**What the exercise asks**
Arrange every line of the material below as a numbered list, skipping any blank lines.

[Detection annotation records]
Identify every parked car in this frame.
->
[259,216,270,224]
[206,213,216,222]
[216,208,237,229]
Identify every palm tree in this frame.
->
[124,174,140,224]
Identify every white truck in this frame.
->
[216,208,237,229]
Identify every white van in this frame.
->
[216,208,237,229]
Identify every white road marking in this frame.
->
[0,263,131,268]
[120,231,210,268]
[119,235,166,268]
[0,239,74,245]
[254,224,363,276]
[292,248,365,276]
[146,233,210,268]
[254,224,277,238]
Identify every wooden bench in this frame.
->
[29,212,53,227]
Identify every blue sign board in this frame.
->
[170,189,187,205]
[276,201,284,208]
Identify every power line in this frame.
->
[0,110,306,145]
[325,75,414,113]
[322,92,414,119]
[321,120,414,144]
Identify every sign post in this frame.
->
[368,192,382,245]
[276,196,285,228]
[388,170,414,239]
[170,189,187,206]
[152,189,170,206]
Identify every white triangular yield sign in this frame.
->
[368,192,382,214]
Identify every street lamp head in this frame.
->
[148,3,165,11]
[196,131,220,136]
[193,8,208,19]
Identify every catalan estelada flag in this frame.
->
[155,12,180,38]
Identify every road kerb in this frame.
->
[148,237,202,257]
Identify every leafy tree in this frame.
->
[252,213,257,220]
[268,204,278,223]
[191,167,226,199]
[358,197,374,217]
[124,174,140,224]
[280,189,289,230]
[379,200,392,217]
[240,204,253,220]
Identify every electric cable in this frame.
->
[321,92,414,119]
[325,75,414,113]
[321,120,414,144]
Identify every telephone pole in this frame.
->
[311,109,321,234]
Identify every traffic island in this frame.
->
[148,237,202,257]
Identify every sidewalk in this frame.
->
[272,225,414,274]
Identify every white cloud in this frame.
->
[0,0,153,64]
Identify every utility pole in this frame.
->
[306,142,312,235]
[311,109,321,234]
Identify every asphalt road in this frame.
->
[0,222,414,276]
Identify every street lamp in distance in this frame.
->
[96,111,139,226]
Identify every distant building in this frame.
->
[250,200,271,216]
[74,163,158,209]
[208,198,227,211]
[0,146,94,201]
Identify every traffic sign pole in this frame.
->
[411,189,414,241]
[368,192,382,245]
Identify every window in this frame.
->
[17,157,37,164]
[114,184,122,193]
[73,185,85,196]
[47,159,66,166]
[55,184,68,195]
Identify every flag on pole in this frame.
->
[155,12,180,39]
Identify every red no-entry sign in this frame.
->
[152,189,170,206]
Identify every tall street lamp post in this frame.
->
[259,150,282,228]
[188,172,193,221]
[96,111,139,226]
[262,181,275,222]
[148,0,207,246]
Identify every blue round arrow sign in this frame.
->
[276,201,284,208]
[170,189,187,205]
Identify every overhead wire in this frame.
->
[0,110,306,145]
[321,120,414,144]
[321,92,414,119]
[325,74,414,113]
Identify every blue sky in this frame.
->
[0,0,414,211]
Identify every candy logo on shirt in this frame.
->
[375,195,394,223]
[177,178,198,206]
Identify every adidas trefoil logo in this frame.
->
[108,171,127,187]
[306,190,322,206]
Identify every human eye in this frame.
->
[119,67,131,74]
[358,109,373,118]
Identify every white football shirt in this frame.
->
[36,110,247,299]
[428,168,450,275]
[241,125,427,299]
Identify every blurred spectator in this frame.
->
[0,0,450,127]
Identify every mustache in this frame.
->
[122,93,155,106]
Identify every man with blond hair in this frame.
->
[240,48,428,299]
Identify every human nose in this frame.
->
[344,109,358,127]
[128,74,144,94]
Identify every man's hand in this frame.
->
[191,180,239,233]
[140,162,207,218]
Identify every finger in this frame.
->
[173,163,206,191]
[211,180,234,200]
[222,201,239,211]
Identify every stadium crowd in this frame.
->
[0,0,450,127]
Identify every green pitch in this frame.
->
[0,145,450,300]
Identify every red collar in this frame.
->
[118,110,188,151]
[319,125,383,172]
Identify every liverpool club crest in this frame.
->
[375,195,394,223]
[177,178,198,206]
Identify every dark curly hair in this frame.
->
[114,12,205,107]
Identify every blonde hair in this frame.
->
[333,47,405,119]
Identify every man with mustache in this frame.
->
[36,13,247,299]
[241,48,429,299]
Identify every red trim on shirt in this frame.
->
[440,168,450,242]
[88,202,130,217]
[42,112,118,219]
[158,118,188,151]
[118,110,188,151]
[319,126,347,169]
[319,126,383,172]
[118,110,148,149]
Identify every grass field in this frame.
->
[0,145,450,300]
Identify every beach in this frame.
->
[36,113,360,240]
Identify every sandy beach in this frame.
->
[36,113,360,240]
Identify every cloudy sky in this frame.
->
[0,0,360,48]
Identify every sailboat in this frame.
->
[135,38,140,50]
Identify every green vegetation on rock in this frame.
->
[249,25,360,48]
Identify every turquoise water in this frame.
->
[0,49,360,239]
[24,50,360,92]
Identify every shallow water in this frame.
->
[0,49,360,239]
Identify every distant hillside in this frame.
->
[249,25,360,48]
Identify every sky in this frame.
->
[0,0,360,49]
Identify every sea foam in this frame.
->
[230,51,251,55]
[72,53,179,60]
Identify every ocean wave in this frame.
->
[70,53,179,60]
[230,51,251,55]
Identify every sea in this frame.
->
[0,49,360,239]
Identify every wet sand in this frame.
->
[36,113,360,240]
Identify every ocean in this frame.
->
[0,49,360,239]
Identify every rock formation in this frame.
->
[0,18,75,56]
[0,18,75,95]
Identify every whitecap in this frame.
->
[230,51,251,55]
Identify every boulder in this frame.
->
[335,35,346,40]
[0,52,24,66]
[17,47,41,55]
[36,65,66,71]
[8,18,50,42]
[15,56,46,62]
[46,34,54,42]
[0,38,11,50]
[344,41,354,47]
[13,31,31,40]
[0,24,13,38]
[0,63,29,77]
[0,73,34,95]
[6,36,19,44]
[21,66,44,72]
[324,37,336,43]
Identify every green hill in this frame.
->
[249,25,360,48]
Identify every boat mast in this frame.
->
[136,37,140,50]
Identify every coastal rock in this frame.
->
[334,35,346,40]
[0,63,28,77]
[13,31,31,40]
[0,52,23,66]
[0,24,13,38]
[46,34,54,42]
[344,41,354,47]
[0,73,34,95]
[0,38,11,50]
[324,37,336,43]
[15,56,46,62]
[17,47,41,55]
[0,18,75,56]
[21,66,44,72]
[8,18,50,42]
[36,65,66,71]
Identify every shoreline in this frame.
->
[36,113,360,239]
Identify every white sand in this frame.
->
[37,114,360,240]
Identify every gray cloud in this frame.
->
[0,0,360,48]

**Written solution**
1. Identify every parked car in this frame.
2. ->
3. [259,216,270,224]
4. [206,213,216,222]
5. [216,208,237,229]
6. Identify every palm tree in this frame.
7. ->
8. [124,174,140,224]
9. Identify every white truck in this frame.
10. ->
11. [216,208,237,229]
12. Identify every white van in this frame.
13. ->
14. [216,208,237,229]
15. Identify every white road marking in this frame.
16. ->
17. [0,263,131,268]
18. [120,231,210,268]
19. [119,235,166,268]
20. [0,239,74,245]
21. [254,224,363,276]
22. [292,248,365,276]
23. [146,233,210,268]
24. [254,224,277,238]
25. Identify every wooden bench in this frame.
26. ->
27. [29,212,53,227]
28. Identify every blue sign board in this frame.
29. ->
30. [170,189,187,205]
31. [276,201,284,208]
32. Identify every power line in this frame.
33. ->
34. [0,110,306,145]
35. [325,75,414,113]
36. [322,92,414,119]
37. [321,120,414,144]
38. Identify every sign post in this frame.
39. ->
40. [368,192,382,245]
41. [276,196,285,228]
42. [388,170,414,239]
43. [170,189,187,206]
44. [152,189,170,206]
45. Identify every white triangular yield sign in this frame.
46. ->
47. [368,192,382,214]
48. Identify every street lamp head in this frame.
49. ->
50. [148,3,165,11]
51. [196,131,220,136]
52. [193,8,208,19]
53. Identify every catalan estelada flag in this frame.
54. ->
55. [155,12,180,38]
56. Identify every road kerb in this frame.
57. ->
58. [148,237,202,257]
59. Identify every leafy tree in this frame.
60. ->
61. [252,213,257,220]
62. [268,204,278,223]
63. [191,167,226,199]
64. [358,197,374,217]
65. [124,174,140,224]
66. [280,189,289,230]
67. [379,200,392,217]
68. [240,204,253,220]
69. Identify every electric cable in this frame.
70. ->
71. [321,92,414,119]
72. [325,75,414,113]
73. [321,120,414,144]
74. Identify every telephone pole in this frame.
75. ->
76. [311,109,321,234]
77. Identify every traffic island in this frame.
78. ->
79. [148,237,202,257]
80. Identify every sidewalk in this frame.
81. ->
82. [272,225,414,274]
83. Identify every white cloud in this frame.
84. ->
85. [0,0,153,64]
86. Identify every utility pole in this frame.
87. ->
88. [306,142,312,235]
89. [311,109,321,234]
90. Identify every asphalt road in this frame.
91. ->
92. [0,222,414,276]
93. Identify every street lamp in distance in this frame.
94. ->
95. [96,111,139,226]
96. Identify every distant building in this frame.
97. ->
98. [250,200,271,216]
99. [74,163,158,209]
100. [208,198,227,211]
101. [0,146,94,201]
102. Identify every traffic sign pole in this frame.
103. ->
104. [411,189,414,241]
105. [368,192,382,245]
106. Identify every window in this frame.
107. ->
108. [17,157,37,164]
109. [114,184,122,193]
110. [73,185,85,196]
111. [47,159,66,166]
112. [55,184,68,195]
113. Identify every flag on pole in this frame.
114. ->
115. [155,12,180,39]
116. Identify every red no-entry sign in this frame.
117. ->
118. [152,189,170,206]
119. Identify every tall street lamp post in this frame.
120. ->
121. [259,150,282,228]
122. [188,172,193,221]
123. [96,111,139,226]
124. [262,181,275,222]
125. [148,0,207,246]
126. Identify every blue round arrow sign in this frame.
127. ->
128. [276,201,284,208]
129. [170,189,187,205]
130. Identify every overhead wire in this frame.
131. ->
132. [0,110,306,145]
133. [321,120,414,144]
134. [321,92,414,119]
135. [325,74,414,113]
136. Identify every blue sky in this frame.
137. ->
138. [0,0,414,211]
139. Identify every candy logo on shirt in this frame.
140. ->
141. [375,195,394,223]
142. [177,178,198,206]
143. Identify every adidas trefoil logo in this frame.
144. ->
145. [108,171,127,187]
146. [306,190,322,206]
147. Identify every human eye in this frame.
148. ->
149. [119,67,131,74]
150. [358,109,373,118]
151. Identify every white football shirt in this frame.
152. ->
153. [36,110,247,299]
154. [428,168,450,275]
155. [241,125,427,299]
156. Identify every blurred spectator in this frame.
157. ->
158. [0,0,450,127]
159. Identify every mustache in this frame.
160. ->
161. [122,93,155,106]
162. Identify every man with blond hair in this frame.
163. ->
164. [240,48,428,299]
165. Identify every human nose in this frame.
166. ->
167. [344,109,358,127]
168. [128,74,144,94]
169. Identify every man's hand in this frame.
170. ->
171. [191,180,239,233]
172. [140,162,207,218]
173. Identify every finger in this frame.
174. ->
175. [173,163,206,191]
176. [211,180,234,200]
177. [222,201,239,211]
178. Identify every stadium crowd in this frame.
179. ->
180. [0,0,450,127]
181. Identify every green pitch in this frame.
182. ->
183. [0,145,450,300]
184. Identify every red collar in this frame.
185. ->
186. [118,110,188,151]
187. [319,125,383,172]
188. Identify every liverpool club crest in this frame.
189. ->
190. [375,195,394,223]
191. [177,178,198,206]
192. Identify every dark curly hair in this frame.
193. ->
194. [114,12,205,107]
195. Identify every blonde hair in this frame.
196. ->
197. [333,47,405,119]
198. Identify every man with mustache in this frame.
199. ->
200. [36,13,247,299]
201. [241,48,429,299]
202. Identify every red trim on shirt in this frame.
203. ->
204. [440,168,450,242]
205. [88,202,130,217]
206. [42,112,118,219]
207. [158,118,188,151]
208. [118,110,188,151]
209. [319,126,347,169]
210. [319,126,383,172]
211. [118,110,148,149]
212. Identify every grass field in this frame.
213. ->
214. [0,145,450,300]
215. Identify every beach in this frame.
216. ->
217. [36,113,360,240]
218. Identify every sandy beach in this frame.
219. ->
220. [36,113,360,240]
221. Identify every cloudy sky in this frame.
222. ->
223. [0,0,360,48]
224. Identify every sailboat in this frame.
225. ->
226. [135,38,140,50]
227. Identify every green vegetation on rock in this frame.
228. ->
229. [249,25,360,48]
230. Identify every turquoise water in this frame.
231. ->
232. [0,49,360,239]
233. [24,50,360,92]
234. Identify every shallow water in this frame.
235. ->
236. [0,49,360,239]
237. Identify every distant hillside in this frame.
238. ->
239. [249,25,360,48]
240. Identify every sky in this frame.
241. ->
242. [0,0,360,49]
243. Identify every sea foam in this frame.
244. ->
245. [230,51,251,55]
246. [72,53,179,60]
247. Identify every ocean wave in this frame.
248. ->
249. [70,53,179,60]
250. [230,51,251,55]
251. Identify every sea in this frame.
252. ->
253. [0,49,360,239]
254. Identify every wet sand in this frame.
255. ->
256. [36,113,360,240]
257. Identify every ocean in this frame.
258. ->
259. [0,49,360,239]
260. Identify every rock formation in this frame.
261. ->
262. [0,18,75,56]
263. [0,18,75,95]
264. Identify every whitecap in this frame.
265. ->
266. [230,51,251,55]
267. Identify every boulder in this frame.
268. ->
269. [335,35,346,40]
270. [0,52,24,66]
271. [17,47,41,55]
272. [36,65,66,71]
273. [8,18,50,42]
274. [15,56,46,62]
275. [46,34,54,42]
276. [0,38,11,50]
277. [344,41,354,47]
278. [13,31,31,40]
279. [0,24,13,38]
280. [0,63,29,77]
281. [0,73,34,95]
282. [6,36,19,44]
283. [21,66,44,72]
284. [324,37,336,43]
285. Identify every green hill in this frame.
286. ->
287. [249,25,360,48]
288. Identify every boat mast in this frame.
289. ->
290. [136,37,140,50]
291. Identify every coastal rock in this frame.
292. ->
293. [334,35,346,40]
294. [0,63,28,77]
295. [13,31,31,40]
296. [0,52,23,66]
297. [0,24,13,38]
298. [46,34,54,42]
299. [344,41,354,47]
300. [0,73,34,95]
301. [0,38,11,50]
302. [324,37,336,43]
303. [15,56,46,62]
304. [17,47,41,55]
305. [0,18,75,56]
306. [21,66,44,72]
307. [8,18,50,42]
308. [36,65,66,71]
309. Identify every shoreline in this frame.
310. ->
311. [36,113,360,239]
312. Identify every white sand in this frame.
313. ->
314. [37,114,360,240]
315. Identify every gray cloud in this frame.
316. ->
317. [0,0,360,48]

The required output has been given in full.